◆ **TASK OBJECTIVE**
Scan the records below, and wherever a line has the word "roof", pull it out.

◆ **PROVIDED INFORMATION**

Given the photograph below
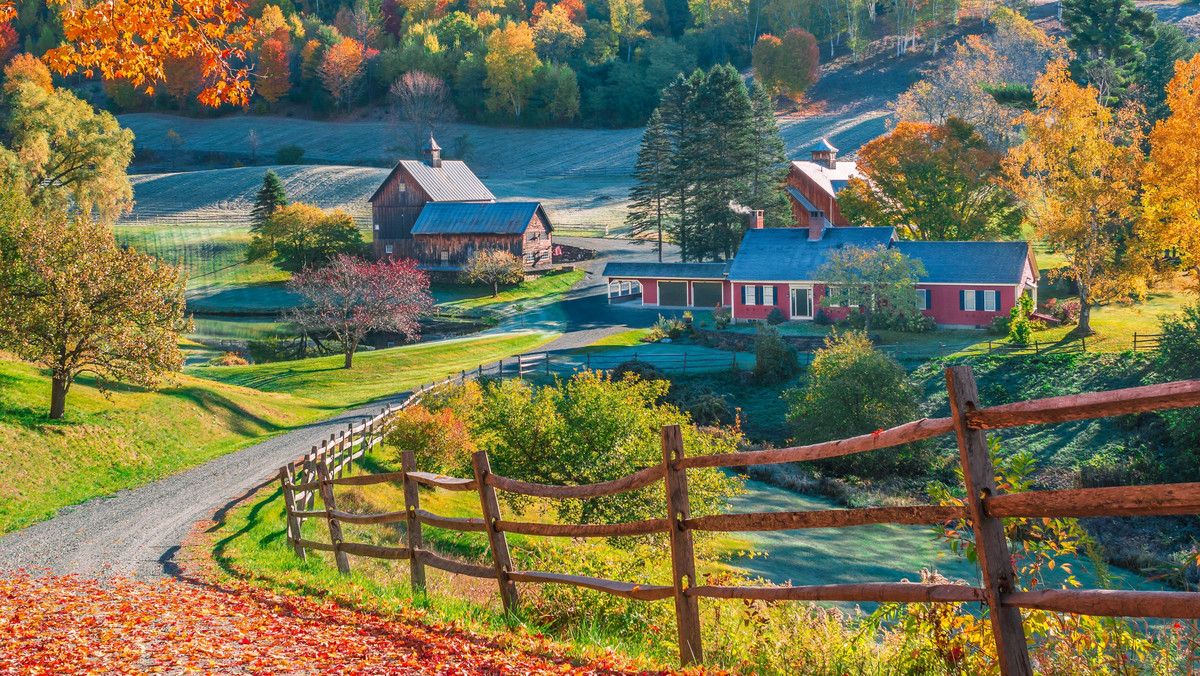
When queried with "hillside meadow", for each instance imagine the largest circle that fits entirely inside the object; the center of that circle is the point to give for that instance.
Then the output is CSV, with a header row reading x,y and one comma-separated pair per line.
x,y
135,436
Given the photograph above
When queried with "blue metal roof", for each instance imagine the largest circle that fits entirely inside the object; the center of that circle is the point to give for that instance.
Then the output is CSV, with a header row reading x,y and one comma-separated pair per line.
x,y
466,217
665,270
787,255
969,262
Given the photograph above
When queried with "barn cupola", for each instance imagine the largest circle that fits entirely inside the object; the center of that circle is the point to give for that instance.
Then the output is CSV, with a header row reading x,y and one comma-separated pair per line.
x,y
823,153
432,153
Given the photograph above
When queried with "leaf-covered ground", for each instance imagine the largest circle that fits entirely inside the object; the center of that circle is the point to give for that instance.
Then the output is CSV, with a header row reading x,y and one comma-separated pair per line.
x,y
72,624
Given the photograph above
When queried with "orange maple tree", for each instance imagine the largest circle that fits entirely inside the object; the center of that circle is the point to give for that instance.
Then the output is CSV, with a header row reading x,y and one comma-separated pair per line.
x,y
131,40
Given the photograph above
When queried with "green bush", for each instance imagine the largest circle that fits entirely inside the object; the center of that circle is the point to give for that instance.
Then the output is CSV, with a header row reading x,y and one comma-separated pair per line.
x,y
774,360
855,389
289,154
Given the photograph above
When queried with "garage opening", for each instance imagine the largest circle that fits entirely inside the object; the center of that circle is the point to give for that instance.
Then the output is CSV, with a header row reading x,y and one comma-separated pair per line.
x,y
673,294
706,294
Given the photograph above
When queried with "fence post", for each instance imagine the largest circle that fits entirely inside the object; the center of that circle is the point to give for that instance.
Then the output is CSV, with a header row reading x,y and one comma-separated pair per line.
x,y
995,562
497,539
412,503
287,477
335,527
683,561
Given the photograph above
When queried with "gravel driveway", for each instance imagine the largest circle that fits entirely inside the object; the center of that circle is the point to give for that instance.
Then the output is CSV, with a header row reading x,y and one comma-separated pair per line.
x,y
141,530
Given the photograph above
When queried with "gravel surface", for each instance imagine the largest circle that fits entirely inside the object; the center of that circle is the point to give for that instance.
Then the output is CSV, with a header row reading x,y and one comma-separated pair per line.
x,y
138,531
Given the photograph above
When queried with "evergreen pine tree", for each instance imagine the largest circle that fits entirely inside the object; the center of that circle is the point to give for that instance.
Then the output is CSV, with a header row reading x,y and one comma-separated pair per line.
x,y
269,198
677,124
769,161
1109,39
1170,46
721,161
648,197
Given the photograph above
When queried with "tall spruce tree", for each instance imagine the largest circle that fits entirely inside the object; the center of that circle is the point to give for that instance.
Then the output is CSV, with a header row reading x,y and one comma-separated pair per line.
x,y
1171,45
1109,39
677,124
769,162
721,156
649,195
270,197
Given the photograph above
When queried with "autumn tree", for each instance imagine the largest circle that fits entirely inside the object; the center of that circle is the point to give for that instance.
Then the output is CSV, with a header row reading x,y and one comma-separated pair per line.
x,y
300,235
933,181
627,18
274,71
59,150
75,301
183,77
790,65
493,267
1078,177
1173,174
880,281
556,36
510,63
133,40
341,70
351,298
420,103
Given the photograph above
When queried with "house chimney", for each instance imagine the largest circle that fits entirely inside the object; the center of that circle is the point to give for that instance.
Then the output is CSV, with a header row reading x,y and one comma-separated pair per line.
x,y
432,153
816,227
823,153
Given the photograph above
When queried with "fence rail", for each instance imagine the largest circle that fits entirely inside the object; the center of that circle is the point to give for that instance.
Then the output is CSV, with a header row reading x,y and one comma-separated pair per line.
x,y
983,513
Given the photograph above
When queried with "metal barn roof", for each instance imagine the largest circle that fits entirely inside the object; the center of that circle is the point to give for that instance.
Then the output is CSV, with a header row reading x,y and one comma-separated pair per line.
x,y
468,217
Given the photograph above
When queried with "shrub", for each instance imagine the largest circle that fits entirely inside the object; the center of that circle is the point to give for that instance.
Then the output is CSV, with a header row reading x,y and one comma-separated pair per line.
x,y
855,389
1020,327
289,154
228,359
439,441
774,360
721,317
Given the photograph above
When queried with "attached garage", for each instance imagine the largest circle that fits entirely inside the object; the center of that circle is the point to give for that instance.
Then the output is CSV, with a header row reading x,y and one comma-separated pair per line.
x,y
673,294
707,294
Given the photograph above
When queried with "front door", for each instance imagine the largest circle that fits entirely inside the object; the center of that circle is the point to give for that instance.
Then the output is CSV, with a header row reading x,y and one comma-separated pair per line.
x,y
802,303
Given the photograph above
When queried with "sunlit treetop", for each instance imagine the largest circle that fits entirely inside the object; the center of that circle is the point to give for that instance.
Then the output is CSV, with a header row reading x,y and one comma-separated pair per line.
x,y
131,39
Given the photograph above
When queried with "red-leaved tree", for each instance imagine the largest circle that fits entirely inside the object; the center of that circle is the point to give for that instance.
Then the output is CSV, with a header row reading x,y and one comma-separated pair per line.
x,y
351,298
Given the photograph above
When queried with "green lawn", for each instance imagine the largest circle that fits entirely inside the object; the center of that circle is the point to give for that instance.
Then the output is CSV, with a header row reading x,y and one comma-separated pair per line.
x,y
533,292
137,436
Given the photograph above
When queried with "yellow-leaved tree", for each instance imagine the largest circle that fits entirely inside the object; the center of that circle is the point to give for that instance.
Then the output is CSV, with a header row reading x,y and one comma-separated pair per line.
x,y
1078,175
510,63
1173,174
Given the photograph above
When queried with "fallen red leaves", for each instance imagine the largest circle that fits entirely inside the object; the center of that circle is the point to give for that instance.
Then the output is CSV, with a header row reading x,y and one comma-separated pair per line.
x,y
72,624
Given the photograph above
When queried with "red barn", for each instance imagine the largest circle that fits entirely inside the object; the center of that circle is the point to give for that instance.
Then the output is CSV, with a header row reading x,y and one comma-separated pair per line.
x,y
439,213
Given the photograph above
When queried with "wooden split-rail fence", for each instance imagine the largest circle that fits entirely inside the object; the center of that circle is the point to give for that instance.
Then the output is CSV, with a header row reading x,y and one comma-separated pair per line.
x,y
984,509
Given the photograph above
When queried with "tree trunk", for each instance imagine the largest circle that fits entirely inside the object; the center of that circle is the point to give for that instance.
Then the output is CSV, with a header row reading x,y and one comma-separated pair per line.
x,y
1085,318
59,387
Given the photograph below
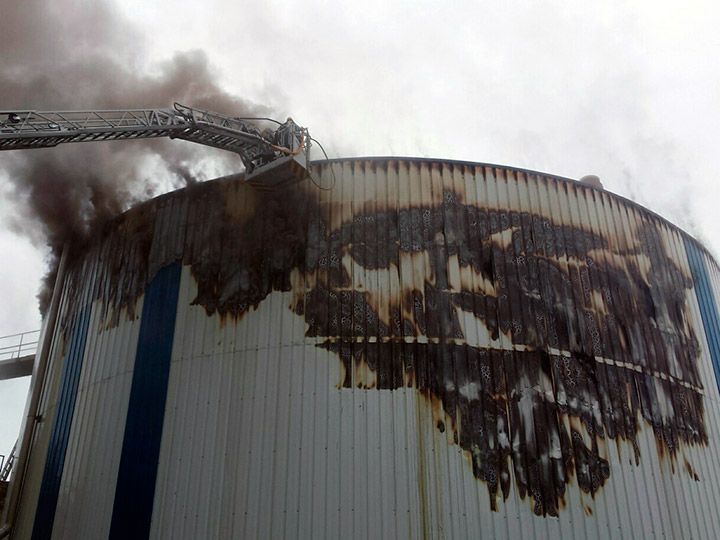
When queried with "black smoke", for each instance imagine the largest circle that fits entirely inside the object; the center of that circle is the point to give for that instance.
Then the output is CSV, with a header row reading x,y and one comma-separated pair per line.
x,y
71,55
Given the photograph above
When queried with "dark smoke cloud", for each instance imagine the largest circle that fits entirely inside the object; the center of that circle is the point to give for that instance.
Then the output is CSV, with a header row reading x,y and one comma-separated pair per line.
x,y
83,55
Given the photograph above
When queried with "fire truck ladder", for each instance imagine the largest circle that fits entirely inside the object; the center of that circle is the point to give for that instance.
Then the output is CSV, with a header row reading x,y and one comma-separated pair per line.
x,y
33,129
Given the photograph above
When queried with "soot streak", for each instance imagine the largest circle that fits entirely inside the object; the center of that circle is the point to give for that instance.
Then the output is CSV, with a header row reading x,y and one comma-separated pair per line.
x,y
586,337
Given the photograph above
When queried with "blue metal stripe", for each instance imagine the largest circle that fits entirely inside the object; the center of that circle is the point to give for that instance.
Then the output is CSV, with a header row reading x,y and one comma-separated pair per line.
x,y
135,487
60,434
706,301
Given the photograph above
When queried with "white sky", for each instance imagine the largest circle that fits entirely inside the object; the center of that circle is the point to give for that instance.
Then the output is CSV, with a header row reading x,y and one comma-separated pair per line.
x,y
625,90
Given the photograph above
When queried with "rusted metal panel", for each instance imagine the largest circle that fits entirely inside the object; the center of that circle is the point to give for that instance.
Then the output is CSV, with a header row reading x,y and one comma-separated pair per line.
x,y
429,348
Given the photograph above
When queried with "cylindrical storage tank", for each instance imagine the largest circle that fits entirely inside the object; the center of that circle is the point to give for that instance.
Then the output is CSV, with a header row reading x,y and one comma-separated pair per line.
x,y
391,348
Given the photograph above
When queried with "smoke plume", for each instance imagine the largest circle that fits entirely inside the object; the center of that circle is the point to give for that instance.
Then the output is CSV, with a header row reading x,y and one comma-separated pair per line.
x,y
83,55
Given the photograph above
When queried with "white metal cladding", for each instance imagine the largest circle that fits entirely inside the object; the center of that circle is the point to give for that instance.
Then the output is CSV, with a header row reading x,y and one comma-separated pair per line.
x,y
281,421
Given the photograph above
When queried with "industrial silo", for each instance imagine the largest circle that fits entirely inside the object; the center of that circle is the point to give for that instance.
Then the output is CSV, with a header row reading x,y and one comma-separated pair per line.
x,y
391,348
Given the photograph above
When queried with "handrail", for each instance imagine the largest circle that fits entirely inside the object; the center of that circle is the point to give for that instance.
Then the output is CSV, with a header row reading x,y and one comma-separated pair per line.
x,y
19,345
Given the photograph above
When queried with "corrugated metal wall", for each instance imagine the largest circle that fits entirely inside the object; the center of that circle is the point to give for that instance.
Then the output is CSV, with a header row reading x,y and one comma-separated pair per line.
x,y
398,348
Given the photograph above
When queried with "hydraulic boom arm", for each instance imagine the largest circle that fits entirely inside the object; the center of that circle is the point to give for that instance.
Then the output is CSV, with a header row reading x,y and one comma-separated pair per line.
x,y
260,152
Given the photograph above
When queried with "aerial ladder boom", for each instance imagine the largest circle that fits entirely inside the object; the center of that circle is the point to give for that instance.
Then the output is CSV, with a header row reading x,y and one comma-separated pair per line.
x,y
270,157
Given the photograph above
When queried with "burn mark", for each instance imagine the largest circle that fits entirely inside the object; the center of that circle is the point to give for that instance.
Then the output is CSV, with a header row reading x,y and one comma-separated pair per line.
x,y
541,341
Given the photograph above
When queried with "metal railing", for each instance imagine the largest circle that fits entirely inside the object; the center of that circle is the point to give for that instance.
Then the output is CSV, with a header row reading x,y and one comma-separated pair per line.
x,y
19,345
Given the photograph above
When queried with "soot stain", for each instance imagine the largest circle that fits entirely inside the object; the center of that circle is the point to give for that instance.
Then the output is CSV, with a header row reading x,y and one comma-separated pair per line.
x,y
599,334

◆ **ANSWER TO THE PROBLEM**
When queried with "blue metal roof", for each instance imagine the largest circle that fits entirely inside the object; the center of that circle is the point to give for that instance.
When queried with "metal barn roof", for each instance imagine the largest circle that fits entirely inside the object; the center of that circle is the point to give for that instance.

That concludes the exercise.